§ EXERCISE PROMPT
Could you output each line of the data that follows exactly?
§
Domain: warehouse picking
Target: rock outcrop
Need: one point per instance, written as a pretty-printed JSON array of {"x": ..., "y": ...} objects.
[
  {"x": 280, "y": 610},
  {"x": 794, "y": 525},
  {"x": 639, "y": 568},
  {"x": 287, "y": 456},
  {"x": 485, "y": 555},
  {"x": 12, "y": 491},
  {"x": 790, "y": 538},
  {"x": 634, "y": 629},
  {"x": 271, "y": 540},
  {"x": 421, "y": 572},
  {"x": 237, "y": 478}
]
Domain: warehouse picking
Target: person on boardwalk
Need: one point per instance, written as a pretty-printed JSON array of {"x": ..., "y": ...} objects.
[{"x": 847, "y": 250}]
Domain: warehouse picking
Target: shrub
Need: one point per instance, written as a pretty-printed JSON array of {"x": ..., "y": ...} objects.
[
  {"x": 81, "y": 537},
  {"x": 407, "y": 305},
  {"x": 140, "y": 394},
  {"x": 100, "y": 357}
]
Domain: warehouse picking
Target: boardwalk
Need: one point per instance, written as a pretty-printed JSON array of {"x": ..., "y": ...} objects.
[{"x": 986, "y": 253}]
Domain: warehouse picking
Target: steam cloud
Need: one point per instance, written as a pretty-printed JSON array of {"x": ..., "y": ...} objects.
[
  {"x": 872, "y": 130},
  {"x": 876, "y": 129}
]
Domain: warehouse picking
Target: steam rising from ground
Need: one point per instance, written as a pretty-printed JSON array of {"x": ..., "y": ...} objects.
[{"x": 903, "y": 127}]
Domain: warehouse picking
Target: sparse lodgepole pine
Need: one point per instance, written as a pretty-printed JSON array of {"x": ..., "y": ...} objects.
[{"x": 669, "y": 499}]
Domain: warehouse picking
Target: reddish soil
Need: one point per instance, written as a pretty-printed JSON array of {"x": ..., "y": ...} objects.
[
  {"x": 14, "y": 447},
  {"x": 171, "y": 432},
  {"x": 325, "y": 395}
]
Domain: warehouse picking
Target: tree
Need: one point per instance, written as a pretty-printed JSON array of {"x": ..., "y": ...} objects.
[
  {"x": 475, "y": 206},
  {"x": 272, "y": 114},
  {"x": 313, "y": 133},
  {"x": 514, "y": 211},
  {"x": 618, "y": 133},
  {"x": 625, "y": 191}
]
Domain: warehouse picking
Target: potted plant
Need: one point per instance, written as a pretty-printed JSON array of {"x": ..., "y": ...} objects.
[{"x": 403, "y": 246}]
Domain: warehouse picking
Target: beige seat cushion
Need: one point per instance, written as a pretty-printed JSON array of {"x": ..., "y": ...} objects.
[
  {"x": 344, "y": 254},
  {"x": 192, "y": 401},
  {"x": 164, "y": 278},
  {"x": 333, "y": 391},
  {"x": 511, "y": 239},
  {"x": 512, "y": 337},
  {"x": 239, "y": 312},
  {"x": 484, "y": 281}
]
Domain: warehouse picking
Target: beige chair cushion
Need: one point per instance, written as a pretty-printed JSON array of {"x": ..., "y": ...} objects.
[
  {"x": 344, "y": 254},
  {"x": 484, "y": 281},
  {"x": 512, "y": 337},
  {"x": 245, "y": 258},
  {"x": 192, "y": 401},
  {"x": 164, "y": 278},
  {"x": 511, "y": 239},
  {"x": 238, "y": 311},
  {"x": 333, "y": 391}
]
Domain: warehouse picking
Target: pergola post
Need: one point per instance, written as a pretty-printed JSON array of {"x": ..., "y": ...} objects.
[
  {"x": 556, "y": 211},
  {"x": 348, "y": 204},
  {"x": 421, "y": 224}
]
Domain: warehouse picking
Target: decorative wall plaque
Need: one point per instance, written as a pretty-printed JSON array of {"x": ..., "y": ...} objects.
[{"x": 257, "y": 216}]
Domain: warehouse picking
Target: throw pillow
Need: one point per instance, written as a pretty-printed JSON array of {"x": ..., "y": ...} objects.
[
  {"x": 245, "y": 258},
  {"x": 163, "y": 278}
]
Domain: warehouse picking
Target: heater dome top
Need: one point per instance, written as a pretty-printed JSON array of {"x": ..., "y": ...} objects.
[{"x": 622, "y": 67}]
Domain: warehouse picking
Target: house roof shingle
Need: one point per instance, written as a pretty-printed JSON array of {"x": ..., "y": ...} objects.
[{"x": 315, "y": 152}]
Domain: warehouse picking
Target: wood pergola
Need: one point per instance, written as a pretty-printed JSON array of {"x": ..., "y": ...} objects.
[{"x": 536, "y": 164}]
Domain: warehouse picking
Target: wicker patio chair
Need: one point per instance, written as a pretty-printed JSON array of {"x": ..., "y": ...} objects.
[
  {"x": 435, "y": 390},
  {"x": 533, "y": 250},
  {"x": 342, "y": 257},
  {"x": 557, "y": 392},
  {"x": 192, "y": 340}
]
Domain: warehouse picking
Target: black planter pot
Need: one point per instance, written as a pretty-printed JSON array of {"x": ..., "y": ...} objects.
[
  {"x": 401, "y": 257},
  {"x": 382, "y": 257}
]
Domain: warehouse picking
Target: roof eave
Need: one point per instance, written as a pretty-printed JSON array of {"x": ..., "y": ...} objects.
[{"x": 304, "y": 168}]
§
§ COMPLETED EXERCISE
Domain: warehouse picking
Target: rock outcrop
Need: one point per instance, written as a pretty-printed JSON array of {"x": ..., "y": ...} objects.
[
  {"x": 280, "y": 610},
  {"x": 794, "y": 525},
  {"x": 639, "y": 568},
  {"x": 287, "y": 456},
  {"x": 485, "y": 555},
  {"x": 12, "y": 491},
  {"x": 790, "y": 538},
  {"x": 634, "y": 629},
  {"x": 271, "y": 540},
  {"x": 421, "y": 572},
  {"x": 237, "y": 478}
]
Domain: warehouse picking
Target: person on boardwalk
Need: one point per instance, written as a pretty-printed JSON array of {"x": ..., "y": ...} objects.
[{"x": 847, "y": 250}]
Domain: warehouse picking
Target: shrub
Need: one point per instance, written as a pretty-printed JSON array of {"x": ..., "y": ...} objects.
[
  {"x": 81, "y": 537},
  {"x": 407, "y": 305},
  {"x": 140, "y": 394},
  {"x": 100, "y": 357}
]
Domain: warehouse picking
Target: boardwalk
Need: one point per instance, written as a pretty-printed JSON array of {"x": ..., "y": ...} objects.
[{"x": 986, "y": 253}]
Domain: warehouse picking
Target: steam cloud
Need: one point per instance, written as a pretty-printed JSON array of {"x": ..., "y": ...} objects.
[
  {"x": 872, "y": 130},
  {"x": 876, "y": 129}
]
Domain: warehouse picking
Target: steam rising from ground
Need: one point per instance, written as a pretty-printed JSON array of {"x": ..., "y": ...} objects.
[{"x": 903, "y": 127}]
Domain: warehouse picking
Target: sparse lodgepole pine
Need: one point per instance, written as a pretty-printed JSON array of {"x": ..., "y": ...} objects.
[{"x": 669, "y": 499}]
Domain: warehouse picking
Target: reddish soil
Need: one point per instance, written as a pretty-printed JSON array of {"x": ..., "y": ...} objects.
[
  {"x": 14, "y": 447},
  {"x": 171, "y": 432},
  {"x": 325, "y": 395}
]
Domain: warehouse picking
Target: tree
Need: one point per instance, written as a pretty-printed JSON array of {"x": ..., "y": ...} objects.
[
  {"x": 475, "y": 206},
  {"x": 272, "y": 114},
  {"x": 313, "y": 133},
  {"x": 514, "y": 211},
  {"x": 618, "y": 133},
  {"x": 625, "y": 191}
]
Domain: warehouse picking
Target: potted plant
Need: one point per instance, written as a pretty-printed JSON array of {"x": ..., "y": ...} objects.
[{"x": 403, "y": 246}]
Domain: warehouse picking
Target: beige seat cushion
Need: one point per instance, written as a pretty-printed JSON array of {"x": ..., "y": ...} objects.
[
  {"x": 344, "y": 254},
  {"x": 192, "y": 401},
  {"x": 164, "y": 278},
  {"x": 333, "y": 391},
  {"x": 511, "y": 239},
  {"x": 512, "y": 337},
  {"x": 239, "y": 312},
  {"x": 484, "y": 281}
]
Domain: warehouse picking
Target: beige chair cushion
Need: one point per instance, written as a pretty-printed JSON array of {"x": ..., "y": ...} objects.
[
  {"x": 344, "y": 254},
  {"x": 484, "y": 281},
  {"x": 512, "y": 337},
  {"x": 245, "y": 258},
  {"x": 192, "y": 401},
  {"x": 164, "y": 278},
  {"x": 511, "y": 239},
  {"x": 238, "y": 311},
  {"x": 333, "y": 391}
]
Domain: warehouse picking
Target: pergola post
Need: one point per instance, written as a pretty-printed JSON array of {"x": ..., "y": ...} objects.
[
  {"x": 556, "y": 211},
  {"x": 348, "y": 204},
  {"x": 421, "y": 224}
]
Domain: warehouse picking
Target: decorative wall plaque
Need: one point per instance, written as a pretty-printed JSON array of {"x": ..., "y": ...} objects.
[{"x": 257, "y": 216}]
Domain: warehouse picking
Target: throw pillow
Need: one point per instance, written as a pretty-printed JSON array of {"x": ..., "y": ...} objects.
[
  {"x": 245, "y": 258},
  {"x": 163, "y": 278}
]
Domain: warehouse picking
Target: heater dome top
Need: one point per instance, written as a pretty-printed JSON array of {"x": ..., "y": ...} objects.
[{"x": 622, "y": 67}]
Domain: warehouse picking
Target: house roof shingle
Need: one point per instance, written as a pretty-printed JSON array of {"x": ..., "y": ...} objects.
[{"x": 315, "y": 152}]
Domain: warehouse picking
Target: wood pergola
Need: one point per instance, written as a pretty-printed JSON array of {"x": ..., "y": ...} objects.
[{"x": 536, "y": 164}]
Domain: warehouse picking
Target: wicker patio chair
Need: one point per instance, written as a pretty-printed JSON array of {"x": ..., "y": ...} objects.
[
  {"x": 435, "y": 390},
  {"x": 533, "y": 250},
  {"x": 342, "y": 257},
  {"x": 557, "y": 392},
  {"x": 192, "y": 340}
]
Domain: warehouse picking
Target: black planter pot
Need: one point per instance, written as a pretty-printed JSON array of {"x": ..., "y": ...} objects.
[
  {"x": 401, "y": 257},
  {"x": 382, "y": 257}
]
Domain: warehouse picking
Target: roof eave
Need: one point per instance, written as a pretty-printed JSON array of {"x": ..., "y": ...} objects.
[{"x": 304, "y": 168}]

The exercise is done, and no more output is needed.